DATASET EXCERPTS
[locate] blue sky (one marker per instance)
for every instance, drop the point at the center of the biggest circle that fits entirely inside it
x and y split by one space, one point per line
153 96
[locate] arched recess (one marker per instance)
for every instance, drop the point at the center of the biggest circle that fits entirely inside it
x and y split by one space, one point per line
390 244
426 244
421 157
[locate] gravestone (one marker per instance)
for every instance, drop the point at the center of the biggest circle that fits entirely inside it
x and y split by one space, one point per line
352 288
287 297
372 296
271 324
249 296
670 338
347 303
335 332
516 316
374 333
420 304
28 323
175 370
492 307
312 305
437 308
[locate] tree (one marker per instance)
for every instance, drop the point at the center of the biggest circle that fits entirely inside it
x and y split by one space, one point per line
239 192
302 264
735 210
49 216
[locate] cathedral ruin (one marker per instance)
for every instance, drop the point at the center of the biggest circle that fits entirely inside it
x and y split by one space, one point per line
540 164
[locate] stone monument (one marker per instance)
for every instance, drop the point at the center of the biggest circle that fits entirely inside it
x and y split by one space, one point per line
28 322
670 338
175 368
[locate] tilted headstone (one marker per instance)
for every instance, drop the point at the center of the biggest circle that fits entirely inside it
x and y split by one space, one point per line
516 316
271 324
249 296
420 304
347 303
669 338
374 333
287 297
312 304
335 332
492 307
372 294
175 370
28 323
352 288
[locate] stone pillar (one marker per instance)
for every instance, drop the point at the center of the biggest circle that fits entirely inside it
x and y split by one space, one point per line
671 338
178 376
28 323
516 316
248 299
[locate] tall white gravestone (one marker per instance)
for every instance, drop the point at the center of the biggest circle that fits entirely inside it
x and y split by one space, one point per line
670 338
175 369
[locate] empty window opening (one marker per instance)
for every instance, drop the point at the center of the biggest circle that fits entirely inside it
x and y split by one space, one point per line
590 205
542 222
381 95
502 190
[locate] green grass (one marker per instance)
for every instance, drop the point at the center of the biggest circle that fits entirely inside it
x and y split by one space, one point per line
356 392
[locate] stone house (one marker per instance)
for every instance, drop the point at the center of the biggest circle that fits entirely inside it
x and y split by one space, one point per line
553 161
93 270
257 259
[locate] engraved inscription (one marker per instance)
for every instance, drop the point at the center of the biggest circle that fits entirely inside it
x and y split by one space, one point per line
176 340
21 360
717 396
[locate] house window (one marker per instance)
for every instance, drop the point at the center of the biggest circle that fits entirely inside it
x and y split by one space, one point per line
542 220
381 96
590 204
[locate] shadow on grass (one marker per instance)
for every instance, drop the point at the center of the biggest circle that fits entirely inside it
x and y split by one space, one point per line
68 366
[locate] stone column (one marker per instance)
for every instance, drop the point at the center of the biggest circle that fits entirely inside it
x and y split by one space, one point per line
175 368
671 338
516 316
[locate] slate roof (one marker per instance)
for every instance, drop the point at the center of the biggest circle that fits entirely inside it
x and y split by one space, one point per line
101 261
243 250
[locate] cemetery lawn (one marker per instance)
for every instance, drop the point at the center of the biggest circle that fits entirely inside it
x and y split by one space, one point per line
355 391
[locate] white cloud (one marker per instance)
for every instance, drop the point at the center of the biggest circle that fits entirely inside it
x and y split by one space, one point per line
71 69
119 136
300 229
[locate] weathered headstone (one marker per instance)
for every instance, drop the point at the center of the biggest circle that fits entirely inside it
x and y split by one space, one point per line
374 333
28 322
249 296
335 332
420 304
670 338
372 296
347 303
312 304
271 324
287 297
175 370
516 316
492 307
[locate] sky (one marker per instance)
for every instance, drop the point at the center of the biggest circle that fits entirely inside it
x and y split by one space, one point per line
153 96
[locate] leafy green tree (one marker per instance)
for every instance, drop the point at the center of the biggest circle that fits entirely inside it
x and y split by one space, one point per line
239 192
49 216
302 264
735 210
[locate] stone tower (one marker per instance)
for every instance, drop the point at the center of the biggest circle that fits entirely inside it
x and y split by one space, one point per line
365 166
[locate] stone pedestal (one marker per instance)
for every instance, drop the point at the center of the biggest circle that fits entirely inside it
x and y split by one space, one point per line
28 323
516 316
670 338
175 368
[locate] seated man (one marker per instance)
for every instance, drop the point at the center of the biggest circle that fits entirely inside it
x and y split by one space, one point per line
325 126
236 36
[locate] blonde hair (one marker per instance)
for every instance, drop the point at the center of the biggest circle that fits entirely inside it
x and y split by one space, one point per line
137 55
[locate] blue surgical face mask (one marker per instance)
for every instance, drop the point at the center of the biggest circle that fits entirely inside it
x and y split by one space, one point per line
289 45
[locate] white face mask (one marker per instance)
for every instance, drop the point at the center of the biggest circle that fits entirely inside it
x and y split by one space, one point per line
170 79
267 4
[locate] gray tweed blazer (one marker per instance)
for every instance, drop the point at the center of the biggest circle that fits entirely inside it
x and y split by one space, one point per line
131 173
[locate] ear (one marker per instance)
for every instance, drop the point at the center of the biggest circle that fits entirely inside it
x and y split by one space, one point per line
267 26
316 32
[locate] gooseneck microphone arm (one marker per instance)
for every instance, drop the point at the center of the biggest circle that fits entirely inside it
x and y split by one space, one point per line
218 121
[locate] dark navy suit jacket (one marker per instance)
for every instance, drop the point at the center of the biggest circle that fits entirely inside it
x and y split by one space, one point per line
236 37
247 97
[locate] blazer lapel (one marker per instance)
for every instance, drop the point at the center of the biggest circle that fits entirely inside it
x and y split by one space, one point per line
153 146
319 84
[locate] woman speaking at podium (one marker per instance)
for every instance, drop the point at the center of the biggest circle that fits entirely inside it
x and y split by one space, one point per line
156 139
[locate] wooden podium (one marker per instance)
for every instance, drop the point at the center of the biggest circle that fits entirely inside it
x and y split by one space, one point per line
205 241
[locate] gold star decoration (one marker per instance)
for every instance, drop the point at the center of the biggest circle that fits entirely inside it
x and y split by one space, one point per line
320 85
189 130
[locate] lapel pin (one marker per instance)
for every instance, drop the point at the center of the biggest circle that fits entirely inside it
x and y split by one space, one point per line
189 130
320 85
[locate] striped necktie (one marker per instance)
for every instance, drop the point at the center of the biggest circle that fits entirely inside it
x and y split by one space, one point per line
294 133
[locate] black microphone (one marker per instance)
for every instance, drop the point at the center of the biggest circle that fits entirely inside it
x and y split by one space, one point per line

...

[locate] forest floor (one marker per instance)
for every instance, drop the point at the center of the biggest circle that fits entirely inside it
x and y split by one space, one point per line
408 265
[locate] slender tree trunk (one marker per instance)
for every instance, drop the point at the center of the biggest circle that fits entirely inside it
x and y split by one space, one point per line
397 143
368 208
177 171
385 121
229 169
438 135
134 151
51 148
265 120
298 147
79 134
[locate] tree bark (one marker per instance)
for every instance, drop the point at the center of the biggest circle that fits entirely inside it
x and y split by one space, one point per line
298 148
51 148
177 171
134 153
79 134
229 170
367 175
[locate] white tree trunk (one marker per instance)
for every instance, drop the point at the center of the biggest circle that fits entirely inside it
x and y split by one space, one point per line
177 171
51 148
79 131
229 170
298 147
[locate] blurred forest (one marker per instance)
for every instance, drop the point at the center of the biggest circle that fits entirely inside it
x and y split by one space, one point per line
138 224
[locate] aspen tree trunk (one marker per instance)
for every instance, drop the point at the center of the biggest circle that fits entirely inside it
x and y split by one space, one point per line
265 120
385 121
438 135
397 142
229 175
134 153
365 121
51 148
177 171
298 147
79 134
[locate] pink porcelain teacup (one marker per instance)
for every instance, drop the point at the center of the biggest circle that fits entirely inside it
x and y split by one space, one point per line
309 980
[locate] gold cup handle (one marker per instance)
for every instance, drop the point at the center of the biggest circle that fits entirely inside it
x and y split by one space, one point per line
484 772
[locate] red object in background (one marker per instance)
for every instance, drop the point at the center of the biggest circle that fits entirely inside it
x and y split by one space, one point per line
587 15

PROBLEM STATEMENT
Check each line of the listing above for the string "headstone", then give how many lines have it. No other text.

WRITTEN SOLUTION
2